** BEGIN LISTED RECORDS **

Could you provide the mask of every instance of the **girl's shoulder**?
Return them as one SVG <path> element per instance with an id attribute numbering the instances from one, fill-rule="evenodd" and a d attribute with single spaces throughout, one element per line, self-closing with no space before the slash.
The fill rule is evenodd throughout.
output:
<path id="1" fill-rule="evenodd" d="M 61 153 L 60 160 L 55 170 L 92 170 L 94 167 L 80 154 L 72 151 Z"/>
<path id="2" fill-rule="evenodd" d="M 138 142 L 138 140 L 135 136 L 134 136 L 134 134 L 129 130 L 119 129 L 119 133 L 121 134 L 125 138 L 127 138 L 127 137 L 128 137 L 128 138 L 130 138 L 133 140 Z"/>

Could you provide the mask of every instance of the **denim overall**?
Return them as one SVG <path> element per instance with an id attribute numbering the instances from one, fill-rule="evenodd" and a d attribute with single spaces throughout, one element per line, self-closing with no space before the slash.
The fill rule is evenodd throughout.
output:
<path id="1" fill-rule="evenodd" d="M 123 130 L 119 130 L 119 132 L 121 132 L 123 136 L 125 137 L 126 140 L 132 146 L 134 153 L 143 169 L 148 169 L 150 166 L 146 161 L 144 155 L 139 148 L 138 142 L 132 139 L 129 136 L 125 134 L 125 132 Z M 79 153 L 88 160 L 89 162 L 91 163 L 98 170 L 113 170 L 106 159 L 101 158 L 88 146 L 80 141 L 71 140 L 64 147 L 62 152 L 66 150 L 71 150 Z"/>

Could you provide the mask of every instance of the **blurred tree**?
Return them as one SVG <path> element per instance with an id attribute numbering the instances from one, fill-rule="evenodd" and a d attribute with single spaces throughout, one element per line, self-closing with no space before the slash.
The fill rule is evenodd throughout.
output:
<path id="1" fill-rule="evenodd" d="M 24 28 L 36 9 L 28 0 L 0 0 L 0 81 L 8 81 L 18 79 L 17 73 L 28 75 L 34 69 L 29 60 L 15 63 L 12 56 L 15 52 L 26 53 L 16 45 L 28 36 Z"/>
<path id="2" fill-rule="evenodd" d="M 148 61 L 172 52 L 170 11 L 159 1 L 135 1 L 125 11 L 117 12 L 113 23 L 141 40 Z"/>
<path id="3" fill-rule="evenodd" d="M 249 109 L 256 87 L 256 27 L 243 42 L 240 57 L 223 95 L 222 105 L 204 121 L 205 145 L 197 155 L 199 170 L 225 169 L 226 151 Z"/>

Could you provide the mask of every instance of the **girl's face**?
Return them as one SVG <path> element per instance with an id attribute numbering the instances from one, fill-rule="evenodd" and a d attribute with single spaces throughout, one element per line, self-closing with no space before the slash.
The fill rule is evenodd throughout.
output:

** END LISTED RECORDS **
** BEGIN LISTED RECORDS **

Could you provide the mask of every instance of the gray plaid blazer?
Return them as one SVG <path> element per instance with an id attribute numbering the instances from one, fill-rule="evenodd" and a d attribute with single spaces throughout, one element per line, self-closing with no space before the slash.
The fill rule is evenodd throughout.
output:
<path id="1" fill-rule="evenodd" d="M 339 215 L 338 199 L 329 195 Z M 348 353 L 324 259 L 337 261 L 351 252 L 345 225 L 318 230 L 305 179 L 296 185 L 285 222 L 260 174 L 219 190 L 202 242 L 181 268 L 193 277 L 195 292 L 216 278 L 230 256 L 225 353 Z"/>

** END LISTED RECORDS **

■ TASK DIRECTIONS: Reproduce word for word the lines of the listing from the line containing "the **girl's shoulder**?" through the line containing "138 142 L 138", including both of those lines.

■ RESULT:
Could you provide the mask of every instance of the **girl's shoulder**?
Return them as one SVG <path> element per instance with an id attribute numbering the instances from one, fill-rule="evenodd" and a d attribute with single spaces throughout, one element per line, self-closing with no space before the slash.
The fill rule is evenodd throughout.
output:
<path id="1" fill-rule="evenodd" d="M 61 153 L 60 160 L 55 170 L 92 170 L 94 167 L 80 154 L 72 151 Z"/>
<path id="2" fill-rule="evenodd" d="M 138 142 L 138 140 L 135 136 L 134 136 L 134 134 L 129 130 L 119 129 L 119 133 L 121 134 L 125 138 L 127 138 L 127 137 L 128 137 L 128 138 L 130 138 L 133 140 Z"/>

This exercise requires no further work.